▸ **Task to complete**: Pick out every line of the material below that contains the string "orange" and copy each one in full. Matching is case-sensitive.

▸ **Dataset content**:

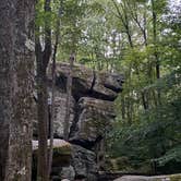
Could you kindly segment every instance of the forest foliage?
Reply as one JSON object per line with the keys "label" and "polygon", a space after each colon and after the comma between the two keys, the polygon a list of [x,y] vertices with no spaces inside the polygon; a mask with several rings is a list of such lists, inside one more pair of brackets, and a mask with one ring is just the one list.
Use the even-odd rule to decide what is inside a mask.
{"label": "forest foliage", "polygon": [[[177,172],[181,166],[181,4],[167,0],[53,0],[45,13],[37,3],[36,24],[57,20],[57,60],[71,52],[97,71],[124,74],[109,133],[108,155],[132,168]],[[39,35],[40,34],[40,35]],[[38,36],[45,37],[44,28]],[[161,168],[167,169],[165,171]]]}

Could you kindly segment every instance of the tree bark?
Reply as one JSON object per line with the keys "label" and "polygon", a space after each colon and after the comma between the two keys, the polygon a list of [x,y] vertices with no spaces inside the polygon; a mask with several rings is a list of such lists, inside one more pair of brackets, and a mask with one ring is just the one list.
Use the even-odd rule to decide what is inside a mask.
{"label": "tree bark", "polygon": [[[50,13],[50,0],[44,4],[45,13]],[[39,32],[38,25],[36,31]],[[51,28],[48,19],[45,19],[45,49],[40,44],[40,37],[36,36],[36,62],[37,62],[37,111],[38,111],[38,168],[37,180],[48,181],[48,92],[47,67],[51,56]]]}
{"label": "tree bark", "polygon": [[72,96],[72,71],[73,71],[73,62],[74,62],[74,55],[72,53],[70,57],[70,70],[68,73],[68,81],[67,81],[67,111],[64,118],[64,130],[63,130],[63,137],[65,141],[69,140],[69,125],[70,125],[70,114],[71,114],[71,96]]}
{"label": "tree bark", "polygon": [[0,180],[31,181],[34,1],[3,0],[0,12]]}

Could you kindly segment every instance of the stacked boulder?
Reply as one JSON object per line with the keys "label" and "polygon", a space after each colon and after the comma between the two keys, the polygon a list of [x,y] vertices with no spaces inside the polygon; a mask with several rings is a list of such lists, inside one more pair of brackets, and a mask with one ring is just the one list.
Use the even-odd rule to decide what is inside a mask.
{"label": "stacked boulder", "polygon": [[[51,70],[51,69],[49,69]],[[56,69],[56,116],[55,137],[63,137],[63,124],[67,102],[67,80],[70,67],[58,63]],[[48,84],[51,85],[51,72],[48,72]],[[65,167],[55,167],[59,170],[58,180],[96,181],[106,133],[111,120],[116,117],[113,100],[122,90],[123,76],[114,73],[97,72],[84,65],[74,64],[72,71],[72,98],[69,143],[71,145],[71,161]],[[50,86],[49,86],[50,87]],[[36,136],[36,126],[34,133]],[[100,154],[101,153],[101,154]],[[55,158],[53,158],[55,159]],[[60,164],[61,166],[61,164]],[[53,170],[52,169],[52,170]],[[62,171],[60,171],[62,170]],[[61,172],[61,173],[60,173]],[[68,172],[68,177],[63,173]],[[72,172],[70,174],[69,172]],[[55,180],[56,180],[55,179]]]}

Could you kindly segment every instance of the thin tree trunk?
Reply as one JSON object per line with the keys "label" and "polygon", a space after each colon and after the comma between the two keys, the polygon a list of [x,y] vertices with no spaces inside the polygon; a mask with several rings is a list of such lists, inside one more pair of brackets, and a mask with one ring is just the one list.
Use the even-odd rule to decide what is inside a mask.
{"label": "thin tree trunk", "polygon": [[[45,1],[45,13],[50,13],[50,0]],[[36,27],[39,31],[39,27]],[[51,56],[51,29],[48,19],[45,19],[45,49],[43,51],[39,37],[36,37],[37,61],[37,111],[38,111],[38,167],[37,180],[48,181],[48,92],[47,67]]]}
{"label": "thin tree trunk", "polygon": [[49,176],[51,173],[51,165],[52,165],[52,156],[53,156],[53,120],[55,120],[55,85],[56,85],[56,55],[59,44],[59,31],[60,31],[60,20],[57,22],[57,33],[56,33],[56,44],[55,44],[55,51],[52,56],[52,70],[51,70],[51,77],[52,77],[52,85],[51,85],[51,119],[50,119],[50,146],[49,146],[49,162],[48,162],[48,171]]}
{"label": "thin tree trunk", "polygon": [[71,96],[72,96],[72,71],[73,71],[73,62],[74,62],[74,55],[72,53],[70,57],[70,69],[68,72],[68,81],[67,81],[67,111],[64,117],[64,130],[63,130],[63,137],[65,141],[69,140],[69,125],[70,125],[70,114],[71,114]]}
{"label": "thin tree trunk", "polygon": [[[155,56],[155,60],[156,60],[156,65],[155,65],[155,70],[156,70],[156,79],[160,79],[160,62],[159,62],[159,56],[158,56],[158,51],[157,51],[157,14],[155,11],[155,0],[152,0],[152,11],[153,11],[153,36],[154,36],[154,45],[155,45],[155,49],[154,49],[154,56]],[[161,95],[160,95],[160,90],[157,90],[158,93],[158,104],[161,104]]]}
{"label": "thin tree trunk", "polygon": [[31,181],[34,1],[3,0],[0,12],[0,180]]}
--
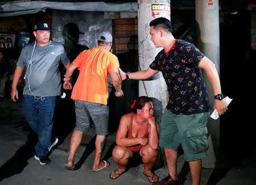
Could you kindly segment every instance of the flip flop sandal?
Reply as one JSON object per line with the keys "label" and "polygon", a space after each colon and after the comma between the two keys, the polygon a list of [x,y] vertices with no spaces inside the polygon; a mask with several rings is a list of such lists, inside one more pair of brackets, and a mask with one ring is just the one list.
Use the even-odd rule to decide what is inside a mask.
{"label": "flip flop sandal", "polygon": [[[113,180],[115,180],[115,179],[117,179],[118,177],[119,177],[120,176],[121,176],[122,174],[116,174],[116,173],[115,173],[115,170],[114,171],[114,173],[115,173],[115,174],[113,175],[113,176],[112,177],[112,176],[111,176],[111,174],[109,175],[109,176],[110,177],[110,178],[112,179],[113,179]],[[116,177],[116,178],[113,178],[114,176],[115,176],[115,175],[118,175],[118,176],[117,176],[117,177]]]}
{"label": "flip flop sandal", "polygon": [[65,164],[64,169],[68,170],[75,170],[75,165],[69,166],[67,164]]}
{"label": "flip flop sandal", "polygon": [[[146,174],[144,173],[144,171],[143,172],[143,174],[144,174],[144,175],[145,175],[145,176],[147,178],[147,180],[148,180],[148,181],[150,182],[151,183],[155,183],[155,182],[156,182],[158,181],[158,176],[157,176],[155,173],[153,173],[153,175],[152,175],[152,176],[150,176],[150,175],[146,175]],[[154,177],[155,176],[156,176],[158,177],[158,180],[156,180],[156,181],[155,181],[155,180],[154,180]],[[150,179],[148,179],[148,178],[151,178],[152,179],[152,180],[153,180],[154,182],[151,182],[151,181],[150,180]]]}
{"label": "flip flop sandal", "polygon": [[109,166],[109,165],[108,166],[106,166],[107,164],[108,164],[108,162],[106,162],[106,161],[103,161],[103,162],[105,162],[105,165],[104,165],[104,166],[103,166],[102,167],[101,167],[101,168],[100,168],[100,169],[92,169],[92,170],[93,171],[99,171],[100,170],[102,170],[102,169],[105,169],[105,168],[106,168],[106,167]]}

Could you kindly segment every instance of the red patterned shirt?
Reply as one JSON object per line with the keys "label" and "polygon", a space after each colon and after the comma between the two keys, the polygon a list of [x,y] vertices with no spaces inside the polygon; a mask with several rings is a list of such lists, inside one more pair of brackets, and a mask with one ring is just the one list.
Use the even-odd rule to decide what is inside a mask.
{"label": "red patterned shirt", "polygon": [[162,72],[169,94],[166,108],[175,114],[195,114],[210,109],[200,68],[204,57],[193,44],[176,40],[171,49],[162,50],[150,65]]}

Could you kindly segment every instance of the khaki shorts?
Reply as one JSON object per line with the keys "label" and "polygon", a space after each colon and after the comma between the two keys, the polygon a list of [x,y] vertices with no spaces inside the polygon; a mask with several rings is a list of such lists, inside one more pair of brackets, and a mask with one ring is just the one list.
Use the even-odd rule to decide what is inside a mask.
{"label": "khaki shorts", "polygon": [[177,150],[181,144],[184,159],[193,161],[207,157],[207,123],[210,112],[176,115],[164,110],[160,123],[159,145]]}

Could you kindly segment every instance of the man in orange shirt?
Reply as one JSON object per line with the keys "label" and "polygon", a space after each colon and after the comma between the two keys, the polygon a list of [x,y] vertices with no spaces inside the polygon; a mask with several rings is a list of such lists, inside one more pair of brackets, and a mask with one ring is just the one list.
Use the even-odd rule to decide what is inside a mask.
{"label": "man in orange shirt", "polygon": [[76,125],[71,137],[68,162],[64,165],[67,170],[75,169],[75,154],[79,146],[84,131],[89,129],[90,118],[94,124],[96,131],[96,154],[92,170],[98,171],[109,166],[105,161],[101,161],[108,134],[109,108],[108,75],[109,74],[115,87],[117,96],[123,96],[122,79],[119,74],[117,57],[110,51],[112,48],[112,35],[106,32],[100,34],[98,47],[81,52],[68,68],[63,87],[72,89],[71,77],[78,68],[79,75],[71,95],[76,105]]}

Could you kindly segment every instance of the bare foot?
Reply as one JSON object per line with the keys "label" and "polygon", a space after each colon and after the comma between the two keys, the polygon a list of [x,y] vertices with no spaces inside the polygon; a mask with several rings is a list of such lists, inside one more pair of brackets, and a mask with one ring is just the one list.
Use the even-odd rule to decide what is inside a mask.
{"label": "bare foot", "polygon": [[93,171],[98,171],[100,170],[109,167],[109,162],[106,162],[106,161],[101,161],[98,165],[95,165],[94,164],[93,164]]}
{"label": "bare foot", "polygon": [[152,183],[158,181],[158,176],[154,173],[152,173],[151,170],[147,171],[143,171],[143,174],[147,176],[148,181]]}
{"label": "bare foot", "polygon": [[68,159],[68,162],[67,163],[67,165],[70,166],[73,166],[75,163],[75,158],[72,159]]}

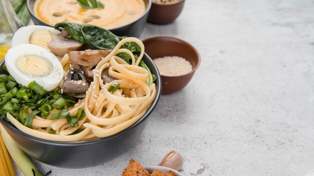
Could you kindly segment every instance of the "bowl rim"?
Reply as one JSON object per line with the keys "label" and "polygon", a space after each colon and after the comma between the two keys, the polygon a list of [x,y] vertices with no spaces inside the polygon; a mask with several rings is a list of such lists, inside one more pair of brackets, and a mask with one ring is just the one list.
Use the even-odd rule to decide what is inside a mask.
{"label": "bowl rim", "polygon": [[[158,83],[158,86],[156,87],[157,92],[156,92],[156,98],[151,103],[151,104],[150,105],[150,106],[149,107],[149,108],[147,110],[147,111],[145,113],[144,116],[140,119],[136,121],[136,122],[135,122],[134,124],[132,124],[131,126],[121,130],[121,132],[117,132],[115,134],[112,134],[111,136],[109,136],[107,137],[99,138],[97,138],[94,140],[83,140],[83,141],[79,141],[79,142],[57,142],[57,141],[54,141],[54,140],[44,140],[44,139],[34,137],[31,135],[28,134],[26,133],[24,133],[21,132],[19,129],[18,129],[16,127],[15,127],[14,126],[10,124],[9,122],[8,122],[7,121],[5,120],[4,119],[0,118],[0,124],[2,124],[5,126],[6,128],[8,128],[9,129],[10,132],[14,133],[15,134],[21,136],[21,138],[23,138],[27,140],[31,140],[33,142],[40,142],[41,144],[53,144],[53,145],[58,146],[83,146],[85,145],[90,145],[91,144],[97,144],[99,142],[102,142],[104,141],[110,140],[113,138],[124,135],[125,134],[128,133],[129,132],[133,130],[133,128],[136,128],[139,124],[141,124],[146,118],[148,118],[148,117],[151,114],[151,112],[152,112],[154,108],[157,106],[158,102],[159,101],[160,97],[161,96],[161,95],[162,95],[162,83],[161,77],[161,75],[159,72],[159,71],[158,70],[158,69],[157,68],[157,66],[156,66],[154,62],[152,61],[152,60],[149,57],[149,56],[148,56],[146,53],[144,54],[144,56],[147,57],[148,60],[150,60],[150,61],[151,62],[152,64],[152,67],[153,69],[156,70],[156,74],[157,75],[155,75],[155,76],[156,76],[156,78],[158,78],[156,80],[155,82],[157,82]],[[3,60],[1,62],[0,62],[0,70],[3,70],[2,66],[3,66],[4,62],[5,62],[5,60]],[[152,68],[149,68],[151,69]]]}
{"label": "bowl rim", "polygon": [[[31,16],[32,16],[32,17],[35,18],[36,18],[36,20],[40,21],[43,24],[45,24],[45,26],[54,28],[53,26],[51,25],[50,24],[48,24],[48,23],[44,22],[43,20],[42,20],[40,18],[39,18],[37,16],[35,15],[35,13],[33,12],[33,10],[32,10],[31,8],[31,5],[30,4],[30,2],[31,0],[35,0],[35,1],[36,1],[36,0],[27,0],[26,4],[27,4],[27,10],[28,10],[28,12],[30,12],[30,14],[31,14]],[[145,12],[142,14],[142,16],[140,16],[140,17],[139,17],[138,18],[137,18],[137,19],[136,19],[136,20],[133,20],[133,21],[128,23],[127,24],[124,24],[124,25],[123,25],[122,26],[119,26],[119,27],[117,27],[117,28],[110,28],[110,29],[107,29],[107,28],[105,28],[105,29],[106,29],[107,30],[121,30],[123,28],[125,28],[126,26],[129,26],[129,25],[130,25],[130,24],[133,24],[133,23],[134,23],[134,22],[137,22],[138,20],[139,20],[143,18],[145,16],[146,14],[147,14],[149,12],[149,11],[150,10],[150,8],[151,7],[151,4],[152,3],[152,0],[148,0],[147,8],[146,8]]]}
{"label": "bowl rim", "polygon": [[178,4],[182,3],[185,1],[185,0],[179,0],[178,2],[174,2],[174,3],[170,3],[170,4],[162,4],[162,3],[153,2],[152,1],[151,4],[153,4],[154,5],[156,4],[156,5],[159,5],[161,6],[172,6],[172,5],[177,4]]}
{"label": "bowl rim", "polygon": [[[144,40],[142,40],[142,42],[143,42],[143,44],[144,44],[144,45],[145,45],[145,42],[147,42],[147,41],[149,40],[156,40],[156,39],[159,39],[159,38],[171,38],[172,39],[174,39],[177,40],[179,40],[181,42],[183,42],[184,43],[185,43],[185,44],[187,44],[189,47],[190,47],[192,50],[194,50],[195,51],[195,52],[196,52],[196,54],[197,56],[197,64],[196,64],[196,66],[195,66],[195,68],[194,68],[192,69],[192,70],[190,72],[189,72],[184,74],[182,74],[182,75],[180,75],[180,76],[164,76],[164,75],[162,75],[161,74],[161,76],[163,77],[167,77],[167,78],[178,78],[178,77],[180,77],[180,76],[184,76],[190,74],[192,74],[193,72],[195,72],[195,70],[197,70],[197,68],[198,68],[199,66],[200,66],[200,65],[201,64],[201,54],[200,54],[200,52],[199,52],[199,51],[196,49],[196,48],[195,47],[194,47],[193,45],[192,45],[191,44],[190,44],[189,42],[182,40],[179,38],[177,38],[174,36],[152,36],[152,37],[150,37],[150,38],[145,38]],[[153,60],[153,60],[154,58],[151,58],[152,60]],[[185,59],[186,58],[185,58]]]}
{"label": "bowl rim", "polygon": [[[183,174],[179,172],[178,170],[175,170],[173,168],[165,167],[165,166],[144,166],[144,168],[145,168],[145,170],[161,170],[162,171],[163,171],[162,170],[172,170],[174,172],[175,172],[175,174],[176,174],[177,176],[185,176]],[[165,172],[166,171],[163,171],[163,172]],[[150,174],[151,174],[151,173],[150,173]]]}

▸ **Result of the task**:
Could you kindly segment every instance of the man in orange shirt?
{"label": "man in orange shirt", "polygon": [[76,125],[71,137],[68,162],[64,165],[67,170],[75,169],[75,154],[79,146],[84,131],[89,129],[90,118],[94,124],[96,131],[96,154],[92,170],[98,171],[109,166],[105,161],[101,161],[108,134],[109,108],[108,75],[109,74],[115,87],[117,96],[123,96],[122,79],[119,74],[117,57],[110,51],[112,48],[112,35],[106,32],[100,34],[98,47],[81,52],[68,68],[63,87],[72,89],[71,77],[78,68],[79,75],[71,95],[76,105]]}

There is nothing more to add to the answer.